• **Job**
Convert the material below into a Markdown table with two columns, Row and Line, giving each nonblank line its own numbered row and skipping blank lines. Leave the pictures out of the table.

• **Dataset records**
****

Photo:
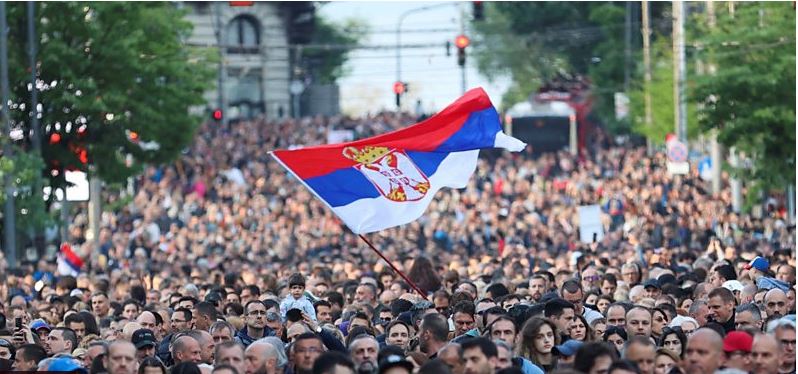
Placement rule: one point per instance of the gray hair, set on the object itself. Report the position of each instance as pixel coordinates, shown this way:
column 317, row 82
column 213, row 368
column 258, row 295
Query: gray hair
column 751, row 308
column 282, row 357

****

• **The output**
| Row | Line |
|---|---|
| 1 | Photo: |
| 2 | Placement rule: one point per instance of the gray hair, set on the object itself. Report the position of each instance as pixel coordinates, shown this way: |
| 3 | column 317, row 82 |
| 4 | column 213, row 368 |
| 5 | column 258, row 295 |
| 6 | Query: gray hair |
| 7 | column 751, row 308 |
| 8 | column 282, row 357 |